[Instruction] Reproduce the entries below verbatim, starting at the line that contains "Ground bare tree." and continuing through the end of the entries.

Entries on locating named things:
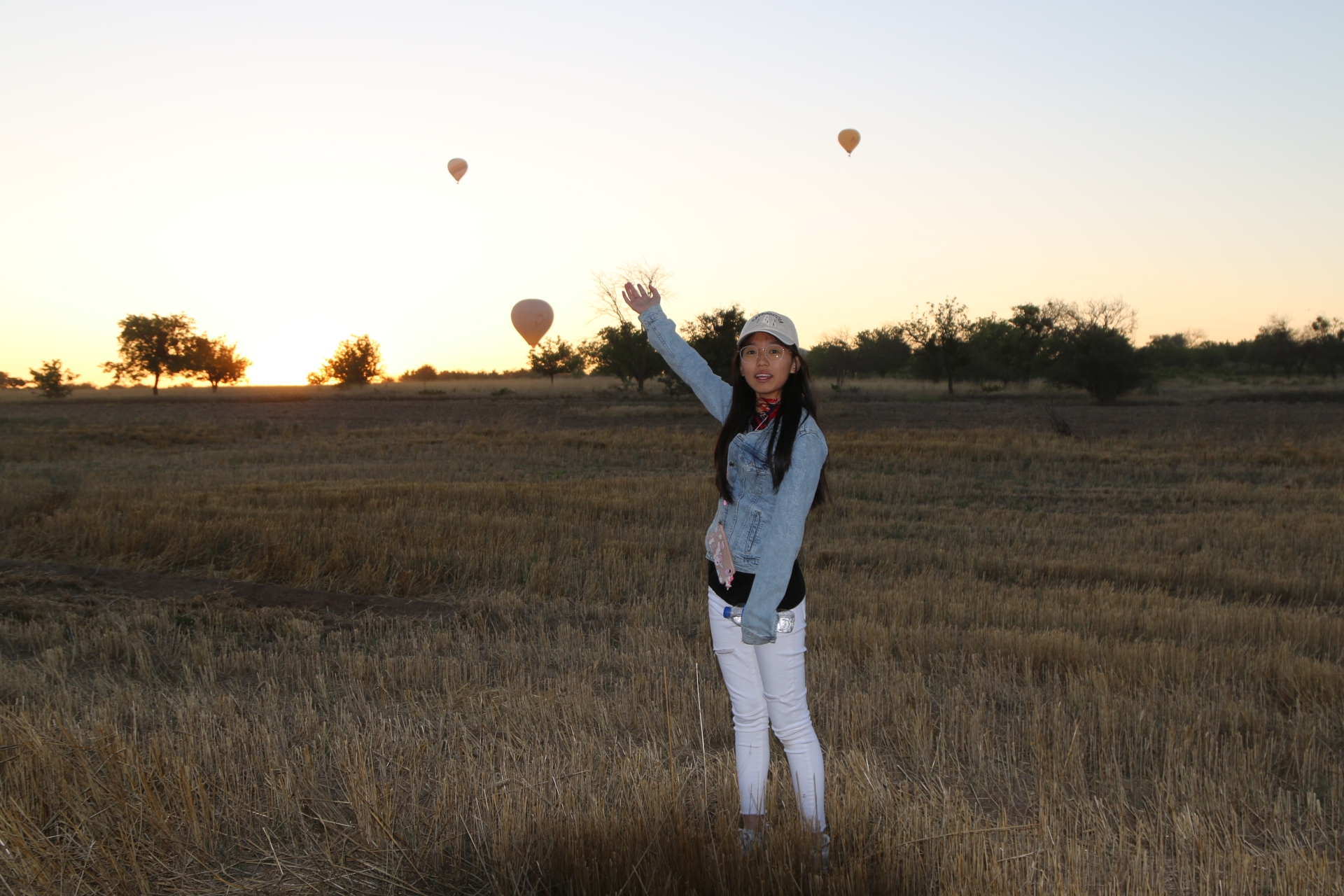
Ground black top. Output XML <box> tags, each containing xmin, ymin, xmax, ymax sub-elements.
<box><xmin>706</xmin><ymin>560</ymin><xmax>808</xmax><ymax>612</ymax></box>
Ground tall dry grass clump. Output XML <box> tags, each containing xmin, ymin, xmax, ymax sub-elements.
<box><xmin>0</xmin><ymin>416</ymin><xmax>1344</xmax><ymax>893</ymax></box>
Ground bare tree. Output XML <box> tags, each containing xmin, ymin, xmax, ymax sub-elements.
<box><xmin>1042</xmin><ymin>297</ymin><xmax>1138</xmax><ymax>336</ymax></box>
<box><xmin>28</xmin><ymin>357</ymin><xmax>79</xmax><ymax>398</ymax></box>
<box><xmin>589</xmin><ymin>258</ymin><xmax>672</xmax><ymax>323</ymax></box>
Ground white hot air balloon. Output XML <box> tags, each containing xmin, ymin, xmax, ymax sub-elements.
<box><xmin>510</xmin><ymin>298</ymin><xmax>555</xmax><ymax>348</ymax></box>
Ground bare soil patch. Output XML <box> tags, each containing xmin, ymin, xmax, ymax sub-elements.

[Solved problem]
Ground bare tree. Output XML <box> tags, each containing xmin, ymin, xmax, ymax sub-elements.
<box><xmin>1042</xmin><ymin>297</ymin><xmax>1138</xmax><ymax>336</ymax></box>
<box><xmin>28</xmin><ymin>357</ymin><xmax>79</xmax><ymax>398</ymax></box>
<box><xmin>589</xmin><ymin>258</ymin><xmax>672</xmax><ymax>323</ymax></box>
Ground white hot air balloon. Output XML <box> tags, each containing xmin, ymin, xmax, ymax sub-elements.
<box><xmin>510</xmin><ymin>298</ymin><xmax>555</xmax><ymax>348</ymax></box>
Ground bare soil patch. Output XML <box> tags, each containing xmin, ymin, xmax, ymax sub-elements.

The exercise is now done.